• _WORK TO COMPLETE_: Continue the assignment instructions on training a DQN agent in the Lunar Lander environment, beginning after their final sentence.

• _DOCUMENT_:
____________________

Train your DQN agent on the Lunar Lander environment. You should be able to learn a policy that achieves an average/expected episode return (cumulative reward) of approximately 200 or more -- **we will consider the training a success if the average/expected episode return converges to greater than 150**. To accomplish this you may need to experiment with several of the key hyperparameters for the learning agent. Note that the learning will likely be much more challenging and variable than in the Part 1 warmup task.

While you are not required, you are encouraged to print periodic evaluation information during training (for example, every 100 or so episodes you may wish to printout the average return of the last 100 episodes) in order to track progress.

Training will take quite some time on this environment: You should expect to need between **1 and 10 thousand episodes** of experience (You should use a small number between 100 and 1 thousand while prototyping your implementation, then several thousand for your final training). Even with GPU acceleration you should expect this to take **several minutes or as much as an hour** (for your final run over several thousand episodes). Partially for this reason, you are strongly encourage to **save your Q-network model parameters** after a substantial and long training run, to ensure you do not lose them. See the [PyTorch documentation on loading and saving model parameters](https://pytorch.org/tutorials/beginner/saving_loading_models.html).

____________________

• _DATASET EXTRACT_:
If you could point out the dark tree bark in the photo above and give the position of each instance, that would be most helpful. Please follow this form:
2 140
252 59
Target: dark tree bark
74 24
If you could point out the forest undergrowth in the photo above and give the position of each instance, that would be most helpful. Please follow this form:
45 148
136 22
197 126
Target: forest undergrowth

____________________

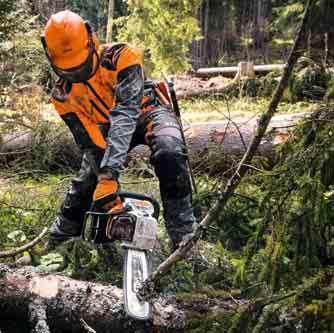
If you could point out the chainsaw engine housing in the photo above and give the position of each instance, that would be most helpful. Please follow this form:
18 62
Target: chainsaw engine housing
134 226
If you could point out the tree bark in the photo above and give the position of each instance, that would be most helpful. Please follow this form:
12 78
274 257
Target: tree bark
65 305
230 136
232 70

____________________

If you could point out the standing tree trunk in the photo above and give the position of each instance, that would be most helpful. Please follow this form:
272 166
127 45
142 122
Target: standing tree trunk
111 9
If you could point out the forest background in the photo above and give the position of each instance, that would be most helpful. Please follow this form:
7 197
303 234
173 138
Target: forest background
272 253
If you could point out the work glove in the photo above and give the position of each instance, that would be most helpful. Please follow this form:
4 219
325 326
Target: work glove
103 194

____________________

• _RIGHT ANSWER_:
It is relatively common/likely on this lunar lander environment to get stuck in a local optimum where the agent learns to "hover" but not land. Landing correctly is difficult and crashing incurs a large negative reward, so sometimes the agent gets "stuck" in a policy of hovering in place without attempt to land. This results in an average return of around 0. If your agent is getting stuck like this, one recommendation is to modify the reward function by adding a per-timestep reward penalty during learning. You can do this very simply in the training loop by just reducing the reward as in `r = r - timestep_penalty` before passing the experience to your agent. A value for `timestep_penalty` between 0.1 and 0.5 may help to incentivize the agent not to "hover" but to actually attempt and learn how to land. 

In [None]:
# Import necessary libraries
import torch
import gymnasium as gym
import numpy as np
from collections import deque

# Assume LunarLanderAgent is already implemented and imported

def train_dqn_agent_with_recording():
    # Create the environment with wrapper for episode statistics
    n_episodes = 100  # Adjust as needed for prototyping or final training
    env = gym.make("LunarLander-v3")
    env = gym.wrappers.RecordEpisodeStatistics(env, buffer_length=n_episodes)

    state_dim = env.observation_space.shape[0]
    action_dim = env.action_space.n

    # Initialize DQN agent
    device = "cuda" if torch.cuda.is_available() else "cpu"
    agent = LunarLanderAgent(
        state_dim=state_dim,
        action_dim=action_dim,
        device=device,
        replay_buffer_size=100000,
        batch_size=64,
        gamma=0.99,
        learning_rate=0.0005,
        epsilon_start=1.0,
        epsilon_end=0.1,
        epsilon_decay=0.995,
        target_update_freq=1000
    )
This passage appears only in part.